◆ ЗАДАНИЕ: Перепишите без изменений отрывок текста о германской военной миссии в Турции, который начинается со слов «23 октября (ст.» и заканчивается словами «будет стоять немец.».

◆ ДОКУМЕНТ:
»»
23 октября (ст. ст.) 1913 г. получены были уже первые официальные сведения с германской стороны. Германский посол Вангенгейм (в Константинополе) сообщил русскому послу Гирсу, что уже подписано ирадэ, дающее турецкому военному министру право заключить контракт с германской особой военной миссией, что во главе миссии станет германский дивизионный генерал Лиман фон Сандерс, который пригласит на турецкую службу 41 германского офицера, что они станут советниками турецкого штаба, начальниками всех военных школ, что будет образована особая дивизия (в столице), где все командные посты будут заняты немцами, что, вероятно, и во главе всего корпуса в столице будет стоять немец.

Из Петербурга тотчас же (25 октября) полетели первые протесты в Берлин, и уже 28 октября (ст. ст.) Сазонов дал знать в Берлин, что «немецкая военная миссия… не может не вызвать в русском общественном мнении сильного раздражения, и будет, конечно, истолкована как акт, явно недружелюбный к нам. В особенности же подчинение турецких войск в Константинополе германскому генералу должно возбудить в нас серьезные опасения и подозрения». Протесты не помогали. 14 ноября 1913 г. прибывший в Берлин Коковцов, председатель совета министров, имел аудиенцию у Вильгельма и тоже заявил протест как ему, так и канцлеру империи, Бетман-Гольвегу. Император отделался незначащими словами, хотя Коковцов многозначительно упомянул, что не только Россия, но Англия и Франция тоже встревожены. На это Вильгельм заявил, что Англия тоже прислала в Турцию своих морских инструкторов для флота, отказать же Турции в ее просьбе о сухопутных инструкторах он, Вильгельм, не мог, так как иначе Турция обратилась бы к другой державе. «Может быть, — прибавил Вильгельм, — для России и было бы выгодно, чтобы обучение турецких войск приняла на себя Франция, но для Германии такой поворот дела был бы слишком тяжелым нравственным поражением». Извольский тотчас же добился, чтобы французская дипломатия получила из Парижа инструкции и в Берлине, и в Константинополе, и в Петербурге всецело поддерживать русскую политику в вопросе о миссии Лимана фон Сандерса. Русские протесты после этого приняли еще более решительный характер, и Гире указал Вангенгейму на «трудность для русских мириться с положением, при коем русское посольство находилось бы в столице, в которой было бы нечто вроде германского гарнизона».
««
◆ ФРАГМЕНТЫ ЗАПИСЕЙ:
»»
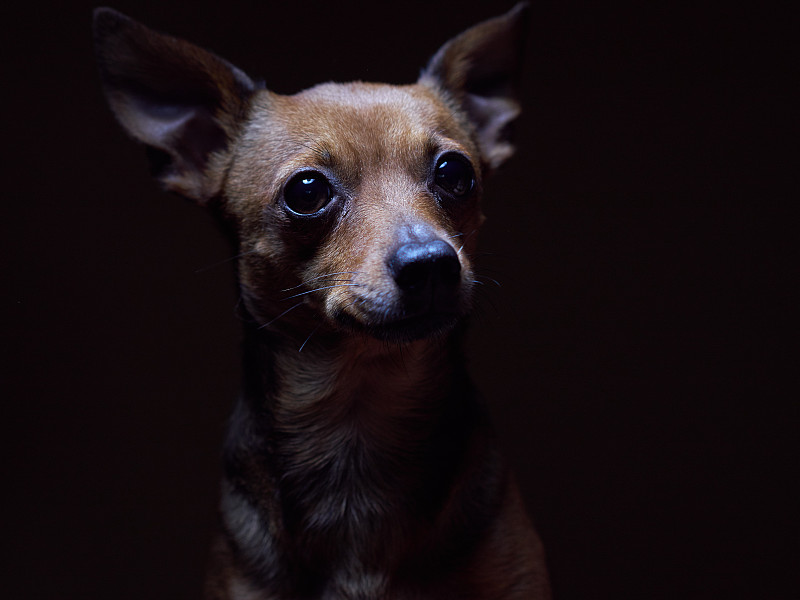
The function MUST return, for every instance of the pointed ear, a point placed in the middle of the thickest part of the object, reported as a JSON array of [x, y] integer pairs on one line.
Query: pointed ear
[[183, 102], [478, 70]]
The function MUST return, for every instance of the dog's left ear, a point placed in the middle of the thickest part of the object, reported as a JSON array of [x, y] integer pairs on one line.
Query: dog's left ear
[[479, 70], [184, 103]]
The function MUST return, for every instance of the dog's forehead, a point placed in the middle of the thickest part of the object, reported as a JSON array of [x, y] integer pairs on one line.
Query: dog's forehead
[[356, 120]]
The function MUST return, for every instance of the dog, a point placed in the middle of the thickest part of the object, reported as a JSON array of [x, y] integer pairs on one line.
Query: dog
[[359, 461]]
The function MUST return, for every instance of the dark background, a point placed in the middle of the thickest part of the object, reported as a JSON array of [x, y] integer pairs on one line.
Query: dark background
[[620, 352]]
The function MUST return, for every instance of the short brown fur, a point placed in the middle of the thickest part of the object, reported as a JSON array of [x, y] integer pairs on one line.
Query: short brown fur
[[359, 461]]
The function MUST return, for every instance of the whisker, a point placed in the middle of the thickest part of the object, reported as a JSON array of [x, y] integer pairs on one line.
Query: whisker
[[319, 277], [268, 323], [300, 349], [327, 287]]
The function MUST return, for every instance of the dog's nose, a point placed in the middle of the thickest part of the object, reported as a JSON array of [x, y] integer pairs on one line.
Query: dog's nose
[[427, 272]]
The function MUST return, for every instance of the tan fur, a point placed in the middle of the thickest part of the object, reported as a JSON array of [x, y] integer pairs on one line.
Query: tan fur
[[359, 461]]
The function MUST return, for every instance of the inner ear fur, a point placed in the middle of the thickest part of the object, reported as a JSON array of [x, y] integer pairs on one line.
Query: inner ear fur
[[183, 102], [479, 71]]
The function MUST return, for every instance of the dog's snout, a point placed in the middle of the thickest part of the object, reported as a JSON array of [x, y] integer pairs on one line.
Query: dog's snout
[[427, 271]]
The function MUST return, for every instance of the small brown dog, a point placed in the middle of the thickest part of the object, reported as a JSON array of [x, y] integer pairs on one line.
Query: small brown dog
[[359, 462]]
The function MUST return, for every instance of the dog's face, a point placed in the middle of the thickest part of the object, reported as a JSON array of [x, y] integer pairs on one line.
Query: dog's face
[[355, 206], [361, 198]]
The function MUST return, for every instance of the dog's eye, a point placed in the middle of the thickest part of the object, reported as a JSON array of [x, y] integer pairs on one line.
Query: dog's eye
[[307, 193], [454, 174]]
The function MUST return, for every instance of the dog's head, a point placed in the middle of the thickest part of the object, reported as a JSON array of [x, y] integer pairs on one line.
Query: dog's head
[[353, 205]]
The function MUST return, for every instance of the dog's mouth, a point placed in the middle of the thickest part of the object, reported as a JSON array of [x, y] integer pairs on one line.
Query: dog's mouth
[[401, 329]]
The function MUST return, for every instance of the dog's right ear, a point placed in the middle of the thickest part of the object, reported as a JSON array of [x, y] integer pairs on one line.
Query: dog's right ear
[[183, 102]]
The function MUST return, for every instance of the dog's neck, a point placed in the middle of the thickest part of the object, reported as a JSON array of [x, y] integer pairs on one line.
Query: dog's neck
[[350, 443]]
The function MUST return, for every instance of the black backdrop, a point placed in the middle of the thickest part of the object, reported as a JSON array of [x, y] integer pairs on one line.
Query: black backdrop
[[619, 351]]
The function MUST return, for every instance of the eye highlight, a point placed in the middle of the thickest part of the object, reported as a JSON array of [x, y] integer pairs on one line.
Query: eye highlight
[[307, 192], [454, 174]]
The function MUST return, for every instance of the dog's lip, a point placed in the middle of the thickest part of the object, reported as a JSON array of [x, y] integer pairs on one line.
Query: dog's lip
[[404, 328]]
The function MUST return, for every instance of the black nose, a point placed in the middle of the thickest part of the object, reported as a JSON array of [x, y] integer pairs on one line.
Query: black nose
[[428, 273]]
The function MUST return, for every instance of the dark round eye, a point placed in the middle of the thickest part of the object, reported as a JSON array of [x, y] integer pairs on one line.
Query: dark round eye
[[454, 174], [307, 193]]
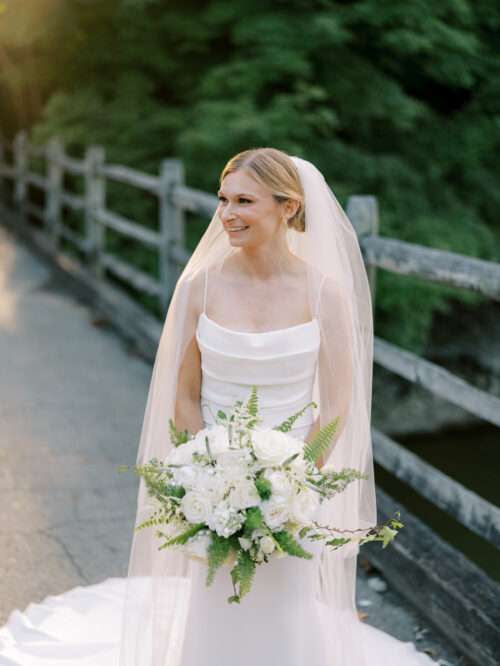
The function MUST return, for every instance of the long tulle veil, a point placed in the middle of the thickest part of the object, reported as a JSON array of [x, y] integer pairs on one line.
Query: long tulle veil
[[158, 585]]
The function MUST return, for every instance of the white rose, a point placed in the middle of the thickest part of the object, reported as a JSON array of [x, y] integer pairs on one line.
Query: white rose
[[304, 505], [196, 507], [225, 520], [281, 485], [197, 546], [275, 513], [246, 544], [185, 476], [299, 466], [244, 495], [267, 545], [273, 447]]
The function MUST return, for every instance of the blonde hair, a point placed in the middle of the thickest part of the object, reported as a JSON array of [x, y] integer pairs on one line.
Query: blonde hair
[[274, 169]]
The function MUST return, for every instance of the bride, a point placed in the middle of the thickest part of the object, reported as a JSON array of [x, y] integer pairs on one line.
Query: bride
[[275, 295]]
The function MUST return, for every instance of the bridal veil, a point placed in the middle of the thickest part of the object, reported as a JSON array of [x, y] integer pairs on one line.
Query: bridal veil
[[158, 583]]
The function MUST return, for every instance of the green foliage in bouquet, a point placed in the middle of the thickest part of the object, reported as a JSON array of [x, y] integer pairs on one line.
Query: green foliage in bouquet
[[241, 544], [242, 576], [218, 551]]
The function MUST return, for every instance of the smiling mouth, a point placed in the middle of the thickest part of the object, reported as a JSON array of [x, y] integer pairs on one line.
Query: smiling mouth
[[235, 229]]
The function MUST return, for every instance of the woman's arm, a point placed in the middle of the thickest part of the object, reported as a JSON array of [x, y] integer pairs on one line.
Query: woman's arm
[[188, 414], [187, 407]]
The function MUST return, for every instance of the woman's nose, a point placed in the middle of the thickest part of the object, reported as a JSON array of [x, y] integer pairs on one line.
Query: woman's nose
[[226, 213]]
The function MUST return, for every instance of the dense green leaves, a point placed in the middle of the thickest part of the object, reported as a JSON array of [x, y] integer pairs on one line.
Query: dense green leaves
[[390, 98]]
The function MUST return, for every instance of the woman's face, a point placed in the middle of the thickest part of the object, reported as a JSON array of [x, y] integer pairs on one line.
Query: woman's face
[[248, 211]]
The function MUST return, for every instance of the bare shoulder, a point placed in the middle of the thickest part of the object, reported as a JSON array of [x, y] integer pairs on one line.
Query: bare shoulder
[[192, 287]]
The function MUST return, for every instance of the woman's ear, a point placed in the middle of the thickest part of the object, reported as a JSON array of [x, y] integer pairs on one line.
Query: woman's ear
[[291, 207]]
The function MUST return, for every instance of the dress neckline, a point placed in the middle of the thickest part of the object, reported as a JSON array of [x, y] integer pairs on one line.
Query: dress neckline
[[312, 321]]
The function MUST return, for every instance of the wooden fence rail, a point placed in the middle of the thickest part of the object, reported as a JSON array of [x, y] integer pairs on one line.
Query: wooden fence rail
[[168, 240]]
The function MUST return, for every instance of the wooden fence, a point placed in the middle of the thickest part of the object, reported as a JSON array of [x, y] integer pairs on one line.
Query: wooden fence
[[174, 199]]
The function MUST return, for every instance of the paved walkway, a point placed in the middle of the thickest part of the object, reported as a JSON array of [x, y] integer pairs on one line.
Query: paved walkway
[[71, 406]]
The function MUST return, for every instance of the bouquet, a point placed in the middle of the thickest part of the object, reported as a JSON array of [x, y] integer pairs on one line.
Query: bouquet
[[239, 494]]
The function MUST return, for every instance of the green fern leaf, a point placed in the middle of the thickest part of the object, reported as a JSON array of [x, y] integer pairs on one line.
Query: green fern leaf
[[218, 551], [177, 437], [184, 537], [319, 445], [242, 575], [291, 546], [287, 424], [252, 404]]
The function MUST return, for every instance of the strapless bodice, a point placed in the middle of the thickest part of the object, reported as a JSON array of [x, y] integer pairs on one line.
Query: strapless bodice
[[281, 363]]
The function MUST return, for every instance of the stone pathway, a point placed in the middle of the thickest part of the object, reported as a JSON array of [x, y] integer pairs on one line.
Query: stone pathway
[[72, 399]]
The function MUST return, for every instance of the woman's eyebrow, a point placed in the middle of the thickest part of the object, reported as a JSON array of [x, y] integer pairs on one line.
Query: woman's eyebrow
[[241, 194]]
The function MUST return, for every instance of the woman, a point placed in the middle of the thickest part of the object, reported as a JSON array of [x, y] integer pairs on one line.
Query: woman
[[276, 295]]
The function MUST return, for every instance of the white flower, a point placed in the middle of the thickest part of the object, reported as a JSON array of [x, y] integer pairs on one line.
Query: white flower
[[197, 546], [267, 545], [281, 485], [196, 507], [275, 513], [246, 544], [225, 520], [304, 505], [299, 466], [212, 483], [273, 447], [185, 476], [218, 439], [244, 495]]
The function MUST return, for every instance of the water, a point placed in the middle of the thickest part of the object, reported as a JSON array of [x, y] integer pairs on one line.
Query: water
[[470, 456]]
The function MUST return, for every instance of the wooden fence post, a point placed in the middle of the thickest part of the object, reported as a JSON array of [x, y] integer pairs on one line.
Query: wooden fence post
[[21, 169], [95, 200], [362, 210], [53, 204], [3, 190], [171, 226]]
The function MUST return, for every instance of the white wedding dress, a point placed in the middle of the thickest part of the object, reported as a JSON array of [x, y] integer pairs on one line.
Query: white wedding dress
[[280, 622]]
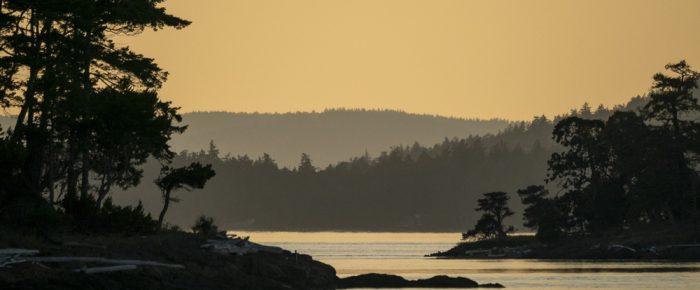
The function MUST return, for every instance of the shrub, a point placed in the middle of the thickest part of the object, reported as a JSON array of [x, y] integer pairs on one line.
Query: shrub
[[204, 225]]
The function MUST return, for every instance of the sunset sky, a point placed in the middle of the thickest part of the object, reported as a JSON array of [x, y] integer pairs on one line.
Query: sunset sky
[[508, 59]]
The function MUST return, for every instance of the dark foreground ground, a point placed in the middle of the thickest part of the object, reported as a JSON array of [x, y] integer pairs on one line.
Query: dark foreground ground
[[203, 269], [660, 242]]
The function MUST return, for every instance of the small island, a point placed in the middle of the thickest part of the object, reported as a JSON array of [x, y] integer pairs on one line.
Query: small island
[[623, 188]]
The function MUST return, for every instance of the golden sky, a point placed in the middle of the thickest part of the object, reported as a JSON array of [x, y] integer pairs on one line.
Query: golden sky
[[492, 58]]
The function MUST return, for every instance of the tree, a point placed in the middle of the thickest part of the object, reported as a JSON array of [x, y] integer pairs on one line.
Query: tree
[[62, 70], [672, 112], [543, 213], [193, 176], [494, 206], [305, 165]]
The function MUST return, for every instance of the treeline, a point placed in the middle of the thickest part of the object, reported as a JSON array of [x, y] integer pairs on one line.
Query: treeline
[[409, 188], [88, 114], [329, 136], [635, 168]]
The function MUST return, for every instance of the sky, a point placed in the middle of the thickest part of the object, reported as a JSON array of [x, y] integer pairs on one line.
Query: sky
[[476, 59]]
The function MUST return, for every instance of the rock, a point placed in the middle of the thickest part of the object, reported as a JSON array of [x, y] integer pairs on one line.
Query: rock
[[393, 281], [447, 282]]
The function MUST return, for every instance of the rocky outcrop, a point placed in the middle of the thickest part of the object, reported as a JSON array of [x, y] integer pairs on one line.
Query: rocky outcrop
[[202, 267], [393, 281]]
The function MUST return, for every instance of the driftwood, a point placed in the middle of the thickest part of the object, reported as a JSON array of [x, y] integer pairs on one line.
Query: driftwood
[[84, 245], [101, 261], [13, 256], [238, 246], [18, 252], [95, 270]]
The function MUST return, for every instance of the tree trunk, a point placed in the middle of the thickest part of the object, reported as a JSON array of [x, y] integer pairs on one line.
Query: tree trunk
[[166, 204]]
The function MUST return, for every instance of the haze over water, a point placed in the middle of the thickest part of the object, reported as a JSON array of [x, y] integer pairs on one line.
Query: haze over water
[[403, 254]]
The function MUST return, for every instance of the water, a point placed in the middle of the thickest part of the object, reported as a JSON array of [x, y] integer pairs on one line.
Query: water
[[402, 254]]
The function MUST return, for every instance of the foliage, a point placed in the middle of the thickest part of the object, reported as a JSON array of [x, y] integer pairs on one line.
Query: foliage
[[86, 217], [204, 225], [633, 169], [189, 177], [494, 205], [88, 110]]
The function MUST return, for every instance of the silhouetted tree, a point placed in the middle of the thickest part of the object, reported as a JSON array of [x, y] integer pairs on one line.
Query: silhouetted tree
[[494, 205], [193, 176], [543, 214], [305, 165]]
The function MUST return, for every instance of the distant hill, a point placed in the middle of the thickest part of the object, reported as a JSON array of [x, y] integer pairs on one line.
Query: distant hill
[[329, 136], [6, 122]]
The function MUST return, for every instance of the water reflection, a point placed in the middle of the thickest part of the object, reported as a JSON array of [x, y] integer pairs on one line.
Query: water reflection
[[402, 254]]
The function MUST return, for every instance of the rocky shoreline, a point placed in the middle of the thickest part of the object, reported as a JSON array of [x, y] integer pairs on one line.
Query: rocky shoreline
[[176, 260], [637, 245]]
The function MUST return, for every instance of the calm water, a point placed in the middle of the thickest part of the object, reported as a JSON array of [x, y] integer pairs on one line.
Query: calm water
[[402, 254]]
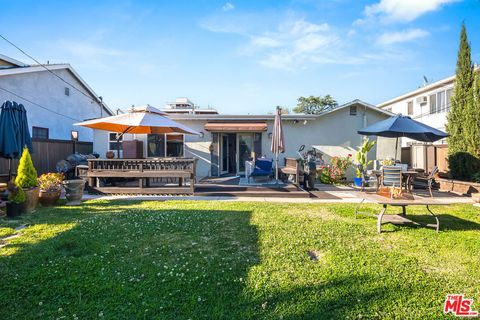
««
◆ ОТВЕТ:
23 октября (ст. ст.) 1913 г. получены были уже первые официальные сведения с германской стороны. Германский посол Вангенгейм (в Константинополе) сообщил русскому послу Гирсу, что уже подписано ирадэ, дающее турецкому военному министру право заключить контракт с германской особой военной миссией, что во главе миссии станет германский дивизионный генерал Лиман фон Сандерс, который пригласит на турецкую службу 41 германского офицера, что они станут советниками турецкого штаба, начальниками всех военных школ, что будет образована особая дивизия (в столице), где все командные посты будут заняты немцами, что, вероятно, и во главе всего корпуса в столице будет стоять немец.